**EXERCISE AIM:** In the listing, switch "compression tights" to "running tights" throughout the stretch from the line containing "Practice step: pin every instance of the black" through the line containing "[(551, 671)]", leaving everything else unchanged. Reproduce only those lines, and omit the picture.

**PROVIDED MATERIAL:**
++++++++++
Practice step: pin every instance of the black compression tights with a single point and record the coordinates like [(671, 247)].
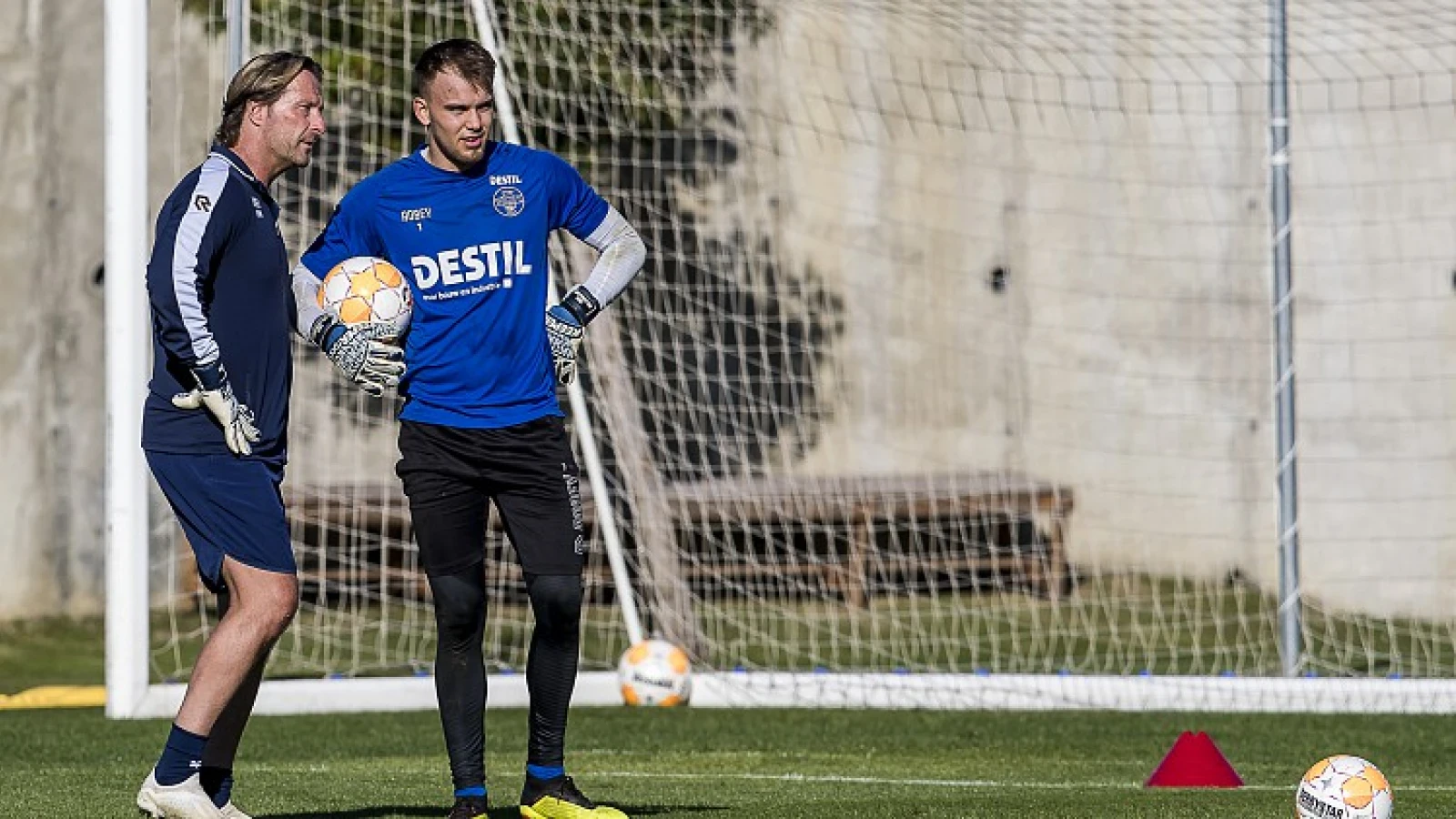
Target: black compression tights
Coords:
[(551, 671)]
++++++++++
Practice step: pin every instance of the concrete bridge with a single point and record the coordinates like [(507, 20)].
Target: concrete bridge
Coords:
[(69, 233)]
++++++++++
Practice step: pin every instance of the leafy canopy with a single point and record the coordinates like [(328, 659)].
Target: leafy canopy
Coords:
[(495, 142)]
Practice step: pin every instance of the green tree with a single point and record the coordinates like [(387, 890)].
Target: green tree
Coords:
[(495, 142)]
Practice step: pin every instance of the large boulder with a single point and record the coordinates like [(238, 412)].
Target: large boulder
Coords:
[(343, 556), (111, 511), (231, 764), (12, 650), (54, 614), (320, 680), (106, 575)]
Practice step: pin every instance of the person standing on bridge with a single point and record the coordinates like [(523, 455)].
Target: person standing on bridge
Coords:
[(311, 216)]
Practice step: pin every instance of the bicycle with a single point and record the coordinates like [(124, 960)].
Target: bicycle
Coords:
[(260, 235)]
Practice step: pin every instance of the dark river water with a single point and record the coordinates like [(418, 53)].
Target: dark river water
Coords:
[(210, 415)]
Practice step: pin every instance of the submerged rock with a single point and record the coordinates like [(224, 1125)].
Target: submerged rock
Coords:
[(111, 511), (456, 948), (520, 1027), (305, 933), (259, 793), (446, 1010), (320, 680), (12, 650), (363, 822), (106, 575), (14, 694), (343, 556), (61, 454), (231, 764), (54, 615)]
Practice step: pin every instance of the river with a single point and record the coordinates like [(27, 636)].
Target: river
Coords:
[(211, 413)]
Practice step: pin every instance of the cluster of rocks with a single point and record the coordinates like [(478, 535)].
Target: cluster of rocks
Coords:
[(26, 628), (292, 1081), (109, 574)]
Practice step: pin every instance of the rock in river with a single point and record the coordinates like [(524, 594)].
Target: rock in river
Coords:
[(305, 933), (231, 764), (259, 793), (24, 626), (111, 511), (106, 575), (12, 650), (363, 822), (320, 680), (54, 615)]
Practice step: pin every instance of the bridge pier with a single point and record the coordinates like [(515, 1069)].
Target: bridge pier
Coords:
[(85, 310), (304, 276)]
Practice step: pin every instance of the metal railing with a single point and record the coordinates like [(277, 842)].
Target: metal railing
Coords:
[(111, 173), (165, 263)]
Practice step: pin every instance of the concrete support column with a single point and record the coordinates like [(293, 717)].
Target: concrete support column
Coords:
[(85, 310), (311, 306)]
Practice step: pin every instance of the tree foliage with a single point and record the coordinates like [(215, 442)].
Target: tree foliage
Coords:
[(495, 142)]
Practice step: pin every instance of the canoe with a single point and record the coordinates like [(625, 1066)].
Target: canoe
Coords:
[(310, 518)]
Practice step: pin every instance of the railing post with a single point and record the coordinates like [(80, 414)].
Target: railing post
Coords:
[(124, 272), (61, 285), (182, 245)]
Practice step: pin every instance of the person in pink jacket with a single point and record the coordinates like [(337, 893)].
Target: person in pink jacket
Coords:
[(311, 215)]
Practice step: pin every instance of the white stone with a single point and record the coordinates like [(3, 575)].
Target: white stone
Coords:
++++++++++
**RESULT FOR THIS TASK:**
Practice step: pin every instance of the black running tights with a single point and record the coordinates like [(671, 247)].
Target: black running tights
Coords:
[(551, 671)]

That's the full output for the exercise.